→ **OBJECTIVE**:
Please count the lines in the rows below that contain the string "spiky", treating uppercase and lowercase as different. Reply with the number alone.

== DATASET RECORDS ==

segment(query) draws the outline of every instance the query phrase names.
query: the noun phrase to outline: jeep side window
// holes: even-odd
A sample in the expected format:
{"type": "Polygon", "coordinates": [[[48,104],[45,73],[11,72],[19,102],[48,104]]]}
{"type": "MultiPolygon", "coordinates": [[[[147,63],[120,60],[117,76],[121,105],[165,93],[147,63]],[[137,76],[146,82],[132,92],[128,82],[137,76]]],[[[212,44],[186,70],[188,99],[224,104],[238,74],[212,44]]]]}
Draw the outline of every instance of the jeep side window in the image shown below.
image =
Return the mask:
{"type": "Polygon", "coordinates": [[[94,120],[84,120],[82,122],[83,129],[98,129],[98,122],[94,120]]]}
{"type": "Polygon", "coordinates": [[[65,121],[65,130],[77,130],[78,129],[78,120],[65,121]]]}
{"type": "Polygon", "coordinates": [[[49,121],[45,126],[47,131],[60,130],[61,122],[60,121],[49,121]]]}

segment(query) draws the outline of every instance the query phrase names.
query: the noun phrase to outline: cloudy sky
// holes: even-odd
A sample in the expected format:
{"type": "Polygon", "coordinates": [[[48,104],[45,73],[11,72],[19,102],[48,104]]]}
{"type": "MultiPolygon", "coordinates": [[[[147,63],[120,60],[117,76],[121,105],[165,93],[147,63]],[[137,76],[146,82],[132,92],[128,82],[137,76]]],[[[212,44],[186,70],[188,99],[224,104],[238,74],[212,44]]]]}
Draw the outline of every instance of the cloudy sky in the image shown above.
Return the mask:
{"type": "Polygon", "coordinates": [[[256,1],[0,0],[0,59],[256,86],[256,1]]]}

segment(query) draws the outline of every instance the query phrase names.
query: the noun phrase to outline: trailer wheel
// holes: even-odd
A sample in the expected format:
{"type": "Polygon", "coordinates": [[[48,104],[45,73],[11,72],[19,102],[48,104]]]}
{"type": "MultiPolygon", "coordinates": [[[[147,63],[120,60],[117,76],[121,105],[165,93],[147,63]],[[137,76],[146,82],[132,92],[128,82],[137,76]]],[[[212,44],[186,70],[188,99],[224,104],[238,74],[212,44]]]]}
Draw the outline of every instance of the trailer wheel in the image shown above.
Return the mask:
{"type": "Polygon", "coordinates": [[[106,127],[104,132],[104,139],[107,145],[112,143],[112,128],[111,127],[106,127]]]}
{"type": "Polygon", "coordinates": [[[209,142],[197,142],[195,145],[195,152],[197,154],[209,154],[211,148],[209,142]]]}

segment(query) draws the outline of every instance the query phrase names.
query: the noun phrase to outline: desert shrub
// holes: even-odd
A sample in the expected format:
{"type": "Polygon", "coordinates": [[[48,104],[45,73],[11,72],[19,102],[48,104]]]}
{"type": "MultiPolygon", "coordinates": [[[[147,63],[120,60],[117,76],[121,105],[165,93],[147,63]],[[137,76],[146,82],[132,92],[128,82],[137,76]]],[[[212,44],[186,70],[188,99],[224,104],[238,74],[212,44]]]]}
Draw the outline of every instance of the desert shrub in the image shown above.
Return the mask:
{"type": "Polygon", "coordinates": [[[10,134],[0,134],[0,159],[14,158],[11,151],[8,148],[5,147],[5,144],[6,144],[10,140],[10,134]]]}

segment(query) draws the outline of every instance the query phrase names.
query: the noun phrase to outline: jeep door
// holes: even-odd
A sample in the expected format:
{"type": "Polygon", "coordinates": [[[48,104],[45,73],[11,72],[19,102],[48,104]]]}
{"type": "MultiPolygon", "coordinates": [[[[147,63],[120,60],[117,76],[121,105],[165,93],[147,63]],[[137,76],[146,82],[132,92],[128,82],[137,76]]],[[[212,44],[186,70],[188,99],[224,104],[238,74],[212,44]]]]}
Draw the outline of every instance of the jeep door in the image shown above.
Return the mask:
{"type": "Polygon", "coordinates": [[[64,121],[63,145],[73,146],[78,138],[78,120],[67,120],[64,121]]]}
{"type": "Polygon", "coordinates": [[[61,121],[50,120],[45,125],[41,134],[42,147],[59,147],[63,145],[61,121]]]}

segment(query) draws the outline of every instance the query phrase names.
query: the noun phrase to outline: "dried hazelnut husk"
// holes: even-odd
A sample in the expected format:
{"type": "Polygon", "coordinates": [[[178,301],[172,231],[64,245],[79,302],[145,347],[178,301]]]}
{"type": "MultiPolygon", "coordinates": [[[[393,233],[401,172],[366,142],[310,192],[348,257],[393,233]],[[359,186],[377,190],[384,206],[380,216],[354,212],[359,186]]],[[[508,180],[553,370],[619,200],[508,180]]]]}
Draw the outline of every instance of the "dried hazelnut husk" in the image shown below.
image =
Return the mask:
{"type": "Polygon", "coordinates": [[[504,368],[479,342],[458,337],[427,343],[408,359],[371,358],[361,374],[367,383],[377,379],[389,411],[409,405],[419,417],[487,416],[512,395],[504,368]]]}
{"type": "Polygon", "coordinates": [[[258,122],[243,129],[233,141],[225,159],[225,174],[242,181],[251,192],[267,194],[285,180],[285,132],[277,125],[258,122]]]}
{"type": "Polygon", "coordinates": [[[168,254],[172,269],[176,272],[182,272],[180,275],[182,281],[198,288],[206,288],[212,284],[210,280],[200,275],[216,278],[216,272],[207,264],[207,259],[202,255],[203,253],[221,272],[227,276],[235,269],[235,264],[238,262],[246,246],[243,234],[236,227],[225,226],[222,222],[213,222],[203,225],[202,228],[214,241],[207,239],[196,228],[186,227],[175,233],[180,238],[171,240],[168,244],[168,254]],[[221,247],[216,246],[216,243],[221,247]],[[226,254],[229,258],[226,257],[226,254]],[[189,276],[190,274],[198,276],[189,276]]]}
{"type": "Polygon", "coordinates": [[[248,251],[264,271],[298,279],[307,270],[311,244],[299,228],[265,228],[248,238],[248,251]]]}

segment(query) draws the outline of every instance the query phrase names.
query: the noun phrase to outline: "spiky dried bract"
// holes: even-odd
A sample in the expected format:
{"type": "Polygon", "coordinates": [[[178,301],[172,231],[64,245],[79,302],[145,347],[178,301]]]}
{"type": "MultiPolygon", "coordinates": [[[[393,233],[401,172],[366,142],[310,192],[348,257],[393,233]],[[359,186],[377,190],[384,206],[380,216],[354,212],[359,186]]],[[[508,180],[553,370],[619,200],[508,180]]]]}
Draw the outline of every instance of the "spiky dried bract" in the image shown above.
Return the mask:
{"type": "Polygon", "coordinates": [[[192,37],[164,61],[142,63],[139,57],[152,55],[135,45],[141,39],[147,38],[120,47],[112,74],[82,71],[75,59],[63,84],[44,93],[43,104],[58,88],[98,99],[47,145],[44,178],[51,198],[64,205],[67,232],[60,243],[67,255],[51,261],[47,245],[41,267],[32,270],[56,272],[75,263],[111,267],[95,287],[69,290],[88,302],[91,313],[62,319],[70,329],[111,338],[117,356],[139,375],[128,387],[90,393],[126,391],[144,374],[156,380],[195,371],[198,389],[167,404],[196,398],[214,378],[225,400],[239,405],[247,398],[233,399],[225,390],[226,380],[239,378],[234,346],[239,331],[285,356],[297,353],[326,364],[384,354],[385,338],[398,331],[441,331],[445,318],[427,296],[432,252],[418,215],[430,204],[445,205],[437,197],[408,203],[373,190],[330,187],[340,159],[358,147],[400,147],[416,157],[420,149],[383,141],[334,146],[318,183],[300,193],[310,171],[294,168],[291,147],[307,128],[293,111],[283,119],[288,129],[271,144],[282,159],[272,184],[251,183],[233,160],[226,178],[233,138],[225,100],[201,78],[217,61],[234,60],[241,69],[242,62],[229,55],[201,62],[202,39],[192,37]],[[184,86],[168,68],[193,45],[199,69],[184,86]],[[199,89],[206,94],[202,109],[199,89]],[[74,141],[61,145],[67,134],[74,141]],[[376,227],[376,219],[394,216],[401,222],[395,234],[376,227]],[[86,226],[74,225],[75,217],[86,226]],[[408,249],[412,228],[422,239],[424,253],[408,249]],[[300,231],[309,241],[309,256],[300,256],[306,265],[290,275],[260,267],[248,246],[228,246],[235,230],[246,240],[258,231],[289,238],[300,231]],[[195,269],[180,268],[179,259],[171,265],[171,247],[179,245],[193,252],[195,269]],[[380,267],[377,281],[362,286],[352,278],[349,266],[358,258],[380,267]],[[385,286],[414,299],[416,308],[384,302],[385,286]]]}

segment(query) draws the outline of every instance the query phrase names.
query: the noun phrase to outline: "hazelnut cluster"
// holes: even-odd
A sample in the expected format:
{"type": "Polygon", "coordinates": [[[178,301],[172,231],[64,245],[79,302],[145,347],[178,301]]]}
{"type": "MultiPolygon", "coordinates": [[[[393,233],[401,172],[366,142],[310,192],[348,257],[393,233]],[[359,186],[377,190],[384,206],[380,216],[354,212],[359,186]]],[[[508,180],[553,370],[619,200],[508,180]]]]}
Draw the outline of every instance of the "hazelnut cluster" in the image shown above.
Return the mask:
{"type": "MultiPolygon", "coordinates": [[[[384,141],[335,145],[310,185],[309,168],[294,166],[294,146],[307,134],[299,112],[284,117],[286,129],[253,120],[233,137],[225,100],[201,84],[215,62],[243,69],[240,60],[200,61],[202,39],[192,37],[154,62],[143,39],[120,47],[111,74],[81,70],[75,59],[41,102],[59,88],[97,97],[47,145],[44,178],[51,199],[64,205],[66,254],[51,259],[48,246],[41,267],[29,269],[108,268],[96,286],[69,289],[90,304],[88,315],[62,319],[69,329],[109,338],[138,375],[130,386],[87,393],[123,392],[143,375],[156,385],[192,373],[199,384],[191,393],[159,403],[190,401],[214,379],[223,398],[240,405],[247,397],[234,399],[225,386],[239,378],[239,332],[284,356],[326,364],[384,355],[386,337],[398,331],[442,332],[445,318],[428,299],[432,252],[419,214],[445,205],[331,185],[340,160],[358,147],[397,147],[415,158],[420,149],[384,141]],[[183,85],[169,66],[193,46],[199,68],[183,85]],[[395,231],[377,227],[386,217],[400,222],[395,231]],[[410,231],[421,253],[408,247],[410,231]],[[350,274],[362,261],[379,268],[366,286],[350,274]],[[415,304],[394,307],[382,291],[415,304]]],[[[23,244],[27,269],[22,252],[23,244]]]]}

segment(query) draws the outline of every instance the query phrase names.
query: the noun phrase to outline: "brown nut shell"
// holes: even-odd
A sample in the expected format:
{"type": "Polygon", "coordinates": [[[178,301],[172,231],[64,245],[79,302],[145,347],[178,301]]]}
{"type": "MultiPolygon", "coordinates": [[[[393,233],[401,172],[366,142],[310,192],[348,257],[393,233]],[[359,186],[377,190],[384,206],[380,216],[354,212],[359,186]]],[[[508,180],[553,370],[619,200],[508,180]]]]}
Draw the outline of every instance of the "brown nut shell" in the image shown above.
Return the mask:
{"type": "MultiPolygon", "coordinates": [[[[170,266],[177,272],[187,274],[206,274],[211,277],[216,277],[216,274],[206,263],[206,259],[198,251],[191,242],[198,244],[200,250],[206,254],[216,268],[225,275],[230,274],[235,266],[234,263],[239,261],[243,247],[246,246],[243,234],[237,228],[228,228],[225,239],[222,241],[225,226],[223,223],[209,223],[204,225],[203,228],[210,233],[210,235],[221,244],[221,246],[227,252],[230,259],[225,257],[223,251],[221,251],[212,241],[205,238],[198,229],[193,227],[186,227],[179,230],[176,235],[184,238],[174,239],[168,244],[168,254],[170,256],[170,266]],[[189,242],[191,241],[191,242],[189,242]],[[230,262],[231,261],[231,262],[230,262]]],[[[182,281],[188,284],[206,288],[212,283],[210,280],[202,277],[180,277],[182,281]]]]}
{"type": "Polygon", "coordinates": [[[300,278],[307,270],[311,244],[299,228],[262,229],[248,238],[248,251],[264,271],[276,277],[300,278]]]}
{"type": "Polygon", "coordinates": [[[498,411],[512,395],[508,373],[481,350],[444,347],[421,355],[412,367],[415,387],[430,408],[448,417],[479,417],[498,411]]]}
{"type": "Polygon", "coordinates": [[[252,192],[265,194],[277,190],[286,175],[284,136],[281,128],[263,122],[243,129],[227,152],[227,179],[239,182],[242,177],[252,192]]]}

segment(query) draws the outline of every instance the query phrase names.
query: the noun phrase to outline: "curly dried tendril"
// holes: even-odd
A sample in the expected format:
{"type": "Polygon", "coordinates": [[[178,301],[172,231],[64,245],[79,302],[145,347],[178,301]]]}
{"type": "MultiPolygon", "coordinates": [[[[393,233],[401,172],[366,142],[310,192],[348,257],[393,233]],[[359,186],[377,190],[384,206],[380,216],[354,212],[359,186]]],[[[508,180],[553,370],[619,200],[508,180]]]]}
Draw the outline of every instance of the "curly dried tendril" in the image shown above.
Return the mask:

===

→ **OUTPUT BELOW**:
2